(JOB): Produce an exact copy of the lines from the line containing "If you could tag each instance of the player in" through the last line of the listing below, both ends included, and nothing else.

----

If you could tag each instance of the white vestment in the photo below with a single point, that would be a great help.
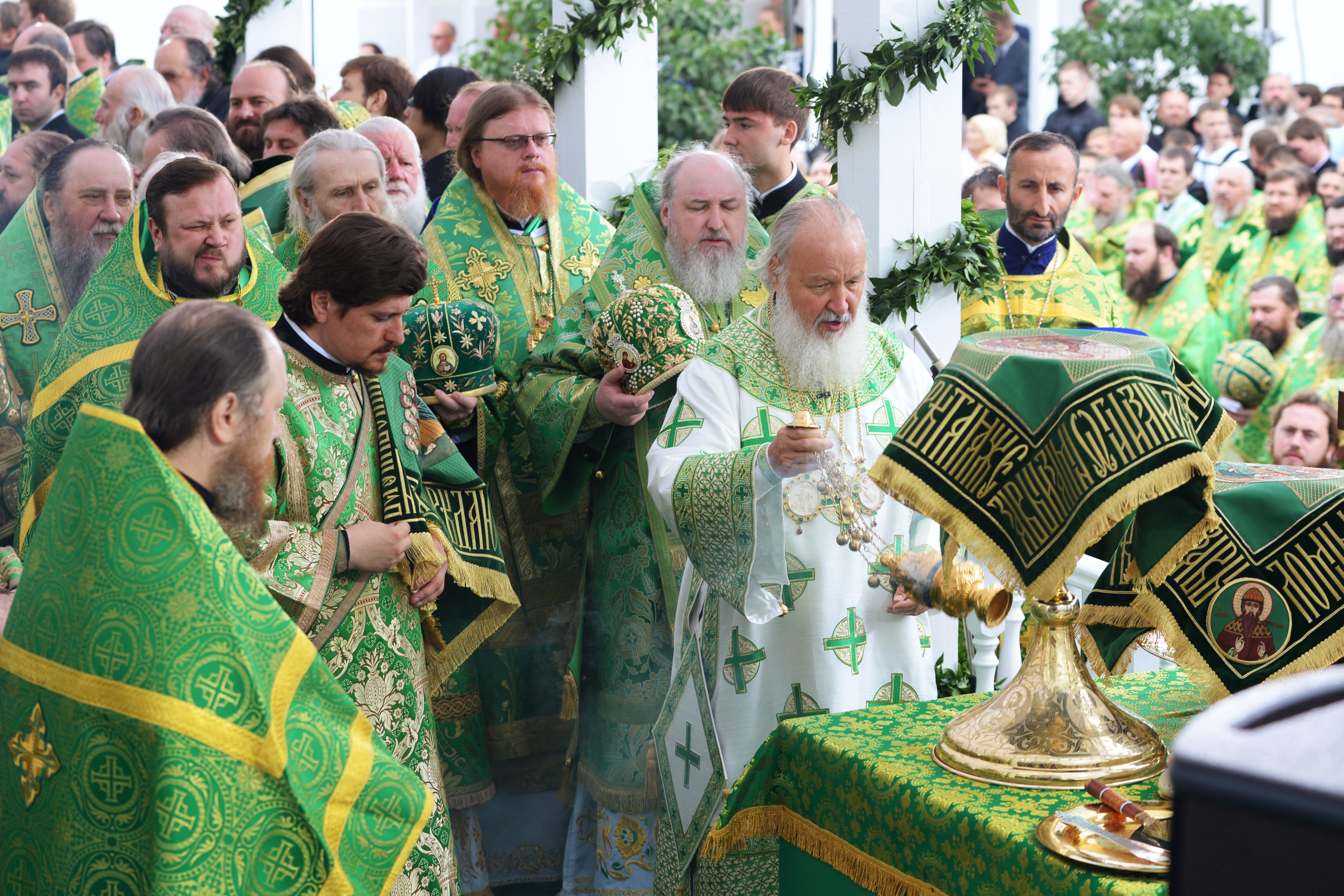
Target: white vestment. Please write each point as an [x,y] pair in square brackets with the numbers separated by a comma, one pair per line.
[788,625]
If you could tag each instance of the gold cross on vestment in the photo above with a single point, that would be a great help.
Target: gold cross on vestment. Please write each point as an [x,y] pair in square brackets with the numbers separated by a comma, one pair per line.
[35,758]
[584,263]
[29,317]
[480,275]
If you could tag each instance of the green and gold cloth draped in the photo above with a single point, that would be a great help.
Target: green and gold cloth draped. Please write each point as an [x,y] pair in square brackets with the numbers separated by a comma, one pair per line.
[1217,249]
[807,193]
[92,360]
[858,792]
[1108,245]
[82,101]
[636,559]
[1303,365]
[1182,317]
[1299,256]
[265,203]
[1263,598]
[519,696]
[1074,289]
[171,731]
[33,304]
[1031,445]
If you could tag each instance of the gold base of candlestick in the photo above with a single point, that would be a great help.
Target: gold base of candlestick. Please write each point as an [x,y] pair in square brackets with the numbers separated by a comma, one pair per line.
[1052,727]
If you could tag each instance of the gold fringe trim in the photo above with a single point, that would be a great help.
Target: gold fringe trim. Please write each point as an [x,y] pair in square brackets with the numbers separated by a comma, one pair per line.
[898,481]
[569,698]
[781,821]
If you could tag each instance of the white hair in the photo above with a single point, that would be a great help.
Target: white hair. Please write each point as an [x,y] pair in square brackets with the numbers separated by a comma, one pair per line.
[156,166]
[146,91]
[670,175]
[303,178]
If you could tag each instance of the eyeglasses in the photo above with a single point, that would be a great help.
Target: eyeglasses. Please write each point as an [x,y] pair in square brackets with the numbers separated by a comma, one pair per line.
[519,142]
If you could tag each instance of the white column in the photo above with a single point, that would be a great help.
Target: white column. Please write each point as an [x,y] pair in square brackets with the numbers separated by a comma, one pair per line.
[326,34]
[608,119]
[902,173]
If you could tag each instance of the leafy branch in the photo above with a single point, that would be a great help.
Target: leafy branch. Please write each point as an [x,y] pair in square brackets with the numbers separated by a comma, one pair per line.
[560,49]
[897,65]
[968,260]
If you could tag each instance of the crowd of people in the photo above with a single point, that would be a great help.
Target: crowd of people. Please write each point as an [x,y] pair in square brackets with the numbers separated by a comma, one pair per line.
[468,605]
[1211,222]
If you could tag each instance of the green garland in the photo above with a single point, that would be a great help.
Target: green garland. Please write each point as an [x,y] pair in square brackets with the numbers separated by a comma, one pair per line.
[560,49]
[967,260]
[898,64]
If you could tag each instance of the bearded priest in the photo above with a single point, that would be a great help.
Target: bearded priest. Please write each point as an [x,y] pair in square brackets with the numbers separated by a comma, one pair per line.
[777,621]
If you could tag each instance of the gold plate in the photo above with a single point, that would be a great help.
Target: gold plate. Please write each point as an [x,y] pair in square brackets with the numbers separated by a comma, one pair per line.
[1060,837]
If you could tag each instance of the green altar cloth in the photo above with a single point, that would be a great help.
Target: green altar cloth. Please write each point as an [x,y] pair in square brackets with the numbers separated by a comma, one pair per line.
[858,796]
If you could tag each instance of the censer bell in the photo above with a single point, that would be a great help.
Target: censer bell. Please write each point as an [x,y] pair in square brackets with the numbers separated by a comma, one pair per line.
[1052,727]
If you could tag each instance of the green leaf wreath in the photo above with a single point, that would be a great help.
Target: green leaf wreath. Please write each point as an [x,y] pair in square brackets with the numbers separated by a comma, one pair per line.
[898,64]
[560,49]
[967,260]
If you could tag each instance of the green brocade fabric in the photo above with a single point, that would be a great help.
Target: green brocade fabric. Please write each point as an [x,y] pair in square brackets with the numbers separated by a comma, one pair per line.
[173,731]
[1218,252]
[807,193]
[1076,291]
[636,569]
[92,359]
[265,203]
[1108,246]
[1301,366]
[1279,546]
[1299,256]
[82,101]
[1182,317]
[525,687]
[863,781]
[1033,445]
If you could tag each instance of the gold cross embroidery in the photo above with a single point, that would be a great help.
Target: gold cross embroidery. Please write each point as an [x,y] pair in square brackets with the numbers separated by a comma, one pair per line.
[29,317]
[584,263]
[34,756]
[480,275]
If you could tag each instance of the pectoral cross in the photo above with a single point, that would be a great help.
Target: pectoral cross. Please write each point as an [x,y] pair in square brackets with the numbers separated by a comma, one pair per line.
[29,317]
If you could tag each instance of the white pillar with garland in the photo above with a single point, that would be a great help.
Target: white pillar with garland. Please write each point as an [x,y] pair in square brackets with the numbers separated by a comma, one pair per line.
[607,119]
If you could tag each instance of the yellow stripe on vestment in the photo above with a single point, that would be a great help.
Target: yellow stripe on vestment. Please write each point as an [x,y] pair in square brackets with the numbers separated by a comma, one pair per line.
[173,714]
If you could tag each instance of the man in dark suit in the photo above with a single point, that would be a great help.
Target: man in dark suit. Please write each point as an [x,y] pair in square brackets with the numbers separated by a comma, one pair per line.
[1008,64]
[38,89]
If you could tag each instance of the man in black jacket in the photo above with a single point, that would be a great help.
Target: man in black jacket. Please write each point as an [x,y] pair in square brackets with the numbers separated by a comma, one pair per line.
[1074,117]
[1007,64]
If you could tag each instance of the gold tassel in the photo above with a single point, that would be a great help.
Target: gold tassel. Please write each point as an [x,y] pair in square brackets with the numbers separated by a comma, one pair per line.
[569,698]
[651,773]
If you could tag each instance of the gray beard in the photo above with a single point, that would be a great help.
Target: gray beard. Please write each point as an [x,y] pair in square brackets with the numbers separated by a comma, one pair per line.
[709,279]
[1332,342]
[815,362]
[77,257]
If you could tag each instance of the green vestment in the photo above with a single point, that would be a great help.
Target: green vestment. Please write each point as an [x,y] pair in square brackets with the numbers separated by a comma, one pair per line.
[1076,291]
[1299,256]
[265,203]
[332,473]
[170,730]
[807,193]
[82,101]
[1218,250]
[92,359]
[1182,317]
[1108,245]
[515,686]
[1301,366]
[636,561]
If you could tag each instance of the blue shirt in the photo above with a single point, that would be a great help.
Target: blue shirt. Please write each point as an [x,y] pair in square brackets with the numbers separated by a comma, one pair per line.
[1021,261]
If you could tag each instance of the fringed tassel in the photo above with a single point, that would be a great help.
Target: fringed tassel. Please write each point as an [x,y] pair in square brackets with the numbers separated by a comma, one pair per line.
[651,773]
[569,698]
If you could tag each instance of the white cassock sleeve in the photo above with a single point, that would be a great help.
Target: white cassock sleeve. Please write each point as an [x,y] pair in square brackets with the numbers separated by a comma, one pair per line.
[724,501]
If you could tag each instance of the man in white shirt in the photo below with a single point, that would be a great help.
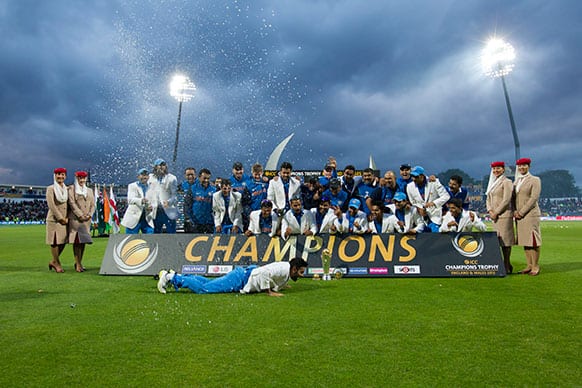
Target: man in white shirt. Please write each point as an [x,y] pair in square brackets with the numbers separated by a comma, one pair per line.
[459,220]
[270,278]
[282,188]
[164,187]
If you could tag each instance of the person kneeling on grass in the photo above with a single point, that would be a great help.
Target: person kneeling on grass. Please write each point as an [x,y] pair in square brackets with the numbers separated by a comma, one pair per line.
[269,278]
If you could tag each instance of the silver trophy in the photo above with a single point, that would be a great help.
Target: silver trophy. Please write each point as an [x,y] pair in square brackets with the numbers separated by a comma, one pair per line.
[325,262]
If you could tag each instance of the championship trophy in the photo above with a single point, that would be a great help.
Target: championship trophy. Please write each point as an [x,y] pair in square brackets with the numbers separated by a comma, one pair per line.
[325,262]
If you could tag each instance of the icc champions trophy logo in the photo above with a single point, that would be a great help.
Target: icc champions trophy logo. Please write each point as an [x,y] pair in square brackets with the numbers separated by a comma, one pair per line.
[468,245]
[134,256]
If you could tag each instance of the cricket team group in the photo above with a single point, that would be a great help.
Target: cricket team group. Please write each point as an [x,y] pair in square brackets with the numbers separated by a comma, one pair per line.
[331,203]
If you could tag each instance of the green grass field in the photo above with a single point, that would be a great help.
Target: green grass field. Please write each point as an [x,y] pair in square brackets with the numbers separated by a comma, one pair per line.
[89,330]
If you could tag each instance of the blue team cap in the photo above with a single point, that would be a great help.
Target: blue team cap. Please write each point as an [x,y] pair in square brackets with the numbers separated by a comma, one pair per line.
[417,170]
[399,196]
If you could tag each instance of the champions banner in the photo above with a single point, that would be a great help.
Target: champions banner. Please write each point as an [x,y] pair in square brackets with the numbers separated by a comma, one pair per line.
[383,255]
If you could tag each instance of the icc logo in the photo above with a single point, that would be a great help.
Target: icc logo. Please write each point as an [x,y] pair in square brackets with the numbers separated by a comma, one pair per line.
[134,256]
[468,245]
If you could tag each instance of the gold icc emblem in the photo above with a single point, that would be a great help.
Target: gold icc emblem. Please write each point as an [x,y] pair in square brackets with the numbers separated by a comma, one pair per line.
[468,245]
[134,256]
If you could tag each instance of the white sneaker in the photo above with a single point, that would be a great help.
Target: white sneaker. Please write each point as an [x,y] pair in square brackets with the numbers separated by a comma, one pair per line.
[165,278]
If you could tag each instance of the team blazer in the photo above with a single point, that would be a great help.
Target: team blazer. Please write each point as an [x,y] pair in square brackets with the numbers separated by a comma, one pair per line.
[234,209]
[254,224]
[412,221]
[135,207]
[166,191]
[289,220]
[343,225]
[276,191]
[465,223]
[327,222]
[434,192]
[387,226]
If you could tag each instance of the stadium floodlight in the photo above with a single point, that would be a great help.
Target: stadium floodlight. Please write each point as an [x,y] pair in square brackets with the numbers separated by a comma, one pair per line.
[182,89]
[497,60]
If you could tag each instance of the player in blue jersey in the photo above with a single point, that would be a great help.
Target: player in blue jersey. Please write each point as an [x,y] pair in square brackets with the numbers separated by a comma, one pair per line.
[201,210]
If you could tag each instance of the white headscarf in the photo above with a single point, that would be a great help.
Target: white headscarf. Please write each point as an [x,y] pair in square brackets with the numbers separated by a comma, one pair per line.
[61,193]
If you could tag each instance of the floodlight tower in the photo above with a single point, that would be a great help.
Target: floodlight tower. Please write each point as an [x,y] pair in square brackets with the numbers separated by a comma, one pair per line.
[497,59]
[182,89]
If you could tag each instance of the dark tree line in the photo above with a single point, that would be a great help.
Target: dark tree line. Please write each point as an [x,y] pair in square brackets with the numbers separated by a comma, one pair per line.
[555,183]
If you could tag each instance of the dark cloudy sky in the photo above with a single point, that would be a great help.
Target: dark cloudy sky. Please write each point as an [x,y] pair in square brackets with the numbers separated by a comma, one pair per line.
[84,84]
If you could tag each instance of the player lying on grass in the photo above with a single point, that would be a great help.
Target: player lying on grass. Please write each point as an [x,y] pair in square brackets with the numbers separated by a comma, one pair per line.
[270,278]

----

(ANSWER TO THIS PROBLEM):
If you could tag each instance of the player in blue jersey in the photo above with a single point, that would be a great help.
Target: player in blue jersey. Please write each point as an [x,y] pair in square brackets with the numbers separated by a comma, one pair per line.
[201,210]
If you could tag each instance of the white headscarf in the photo above with a single point, that would be a great help.
Target: white headscarf. Please write each point as an [x,y] pair in square brackets with the numbers separated by a comma, one pair per line.
[61,193]
If you could tag each instance of the floodlight tower in the photo above with a single point, that would be a great help.
Target: floodlight tower. Please write each point as an [x,y] pair in square brackets with the numbers separated by a comma, one pair per line.
[497,59]
[182,89]
If you could tag each instance of the dark tree line in the photo above with a single point, that would be a great help.
Target: dark tree line. Please write each point as an [x,y] pair in square brackets with the numbers separated by a comma, one pair per line.
[555,183]
If you could tag each instance of the dark cloudy sky in the photo above with a single point, that would be a great help.
Target: dark cloudy sky. Please write each point as an [x,y] pair in square brackets with the numbers separated by a comma, one pair per line.
[84,84]
If you could tag each instance of the player lying on grass in the photo above with a single point, that would be a great help.
Target: player lying on grass. Please write each point as an [x,y] pair in square brackets with the numbers separated by a comma, one pair per line.
[270,278]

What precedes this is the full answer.